EXERCISE INPUT >>
= = = = =

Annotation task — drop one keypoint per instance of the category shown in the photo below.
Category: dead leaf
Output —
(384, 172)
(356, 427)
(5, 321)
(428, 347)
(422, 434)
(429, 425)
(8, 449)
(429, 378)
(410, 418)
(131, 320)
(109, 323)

= = = = =

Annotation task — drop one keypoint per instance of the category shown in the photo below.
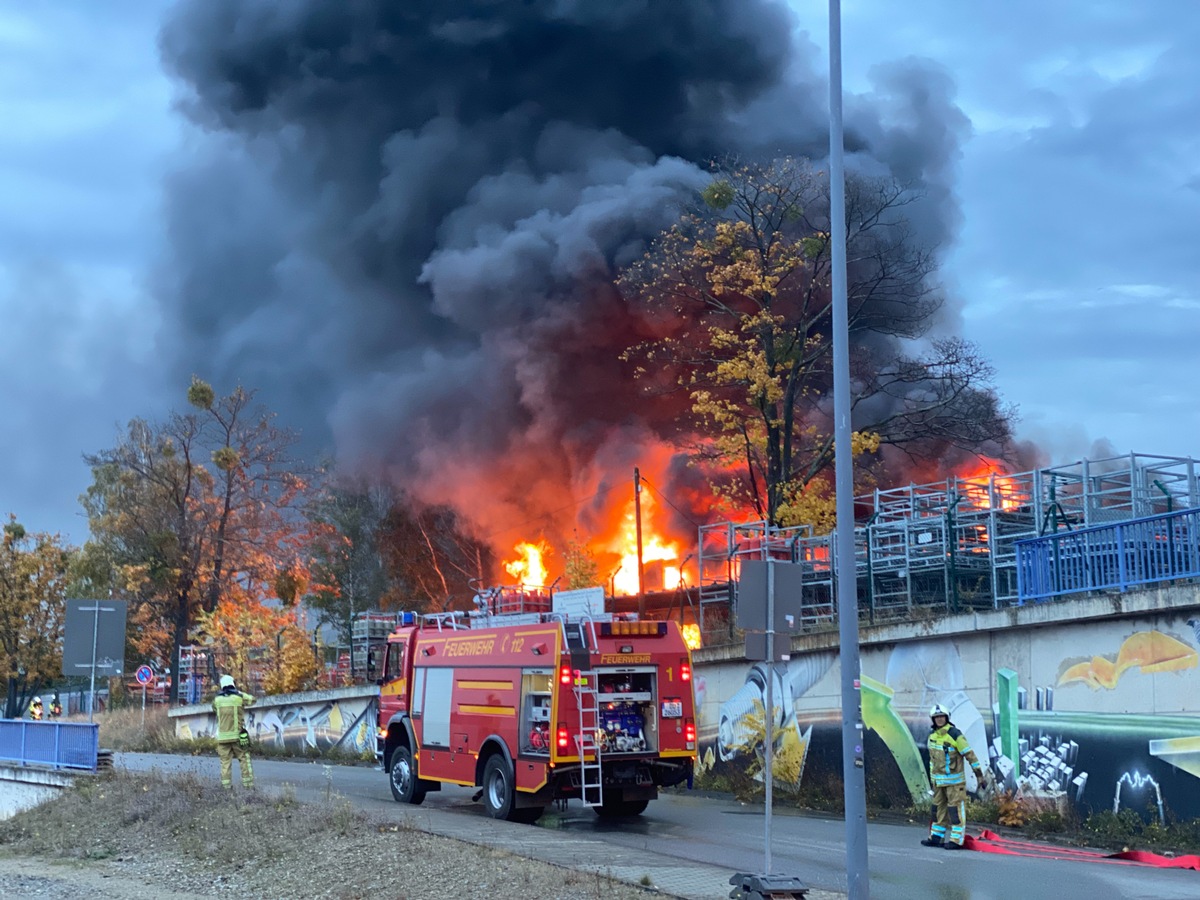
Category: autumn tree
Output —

= = = = =

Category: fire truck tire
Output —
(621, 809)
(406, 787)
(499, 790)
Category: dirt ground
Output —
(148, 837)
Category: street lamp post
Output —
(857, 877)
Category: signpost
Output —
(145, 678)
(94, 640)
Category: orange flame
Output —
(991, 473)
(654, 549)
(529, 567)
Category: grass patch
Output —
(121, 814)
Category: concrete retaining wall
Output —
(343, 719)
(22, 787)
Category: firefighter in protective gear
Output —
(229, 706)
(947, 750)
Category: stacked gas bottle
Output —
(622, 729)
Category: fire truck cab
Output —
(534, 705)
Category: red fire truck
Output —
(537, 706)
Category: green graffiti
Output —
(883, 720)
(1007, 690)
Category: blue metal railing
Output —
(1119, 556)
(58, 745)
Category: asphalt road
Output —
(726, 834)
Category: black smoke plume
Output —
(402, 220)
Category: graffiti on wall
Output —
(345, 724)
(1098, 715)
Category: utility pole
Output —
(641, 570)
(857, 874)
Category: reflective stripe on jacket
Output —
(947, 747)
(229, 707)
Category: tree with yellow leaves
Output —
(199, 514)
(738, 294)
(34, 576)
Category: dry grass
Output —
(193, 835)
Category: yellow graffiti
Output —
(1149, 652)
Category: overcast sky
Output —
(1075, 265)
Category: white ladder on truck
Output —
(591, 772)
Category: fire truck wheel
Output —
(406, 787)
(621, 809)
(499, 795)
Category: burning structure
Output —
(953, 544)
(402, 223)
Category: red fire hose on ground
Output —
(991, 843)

= = = = =

DIRECTIONS >> Pick out every line of the listing above that contains the word "truck" and copy each one.

RESULT OF THE EXERCISE >>
Category: fire truck tire
Category: fire truck cab
Category: red fire truck
Category: white ladder on truck
Category: fire truck wheel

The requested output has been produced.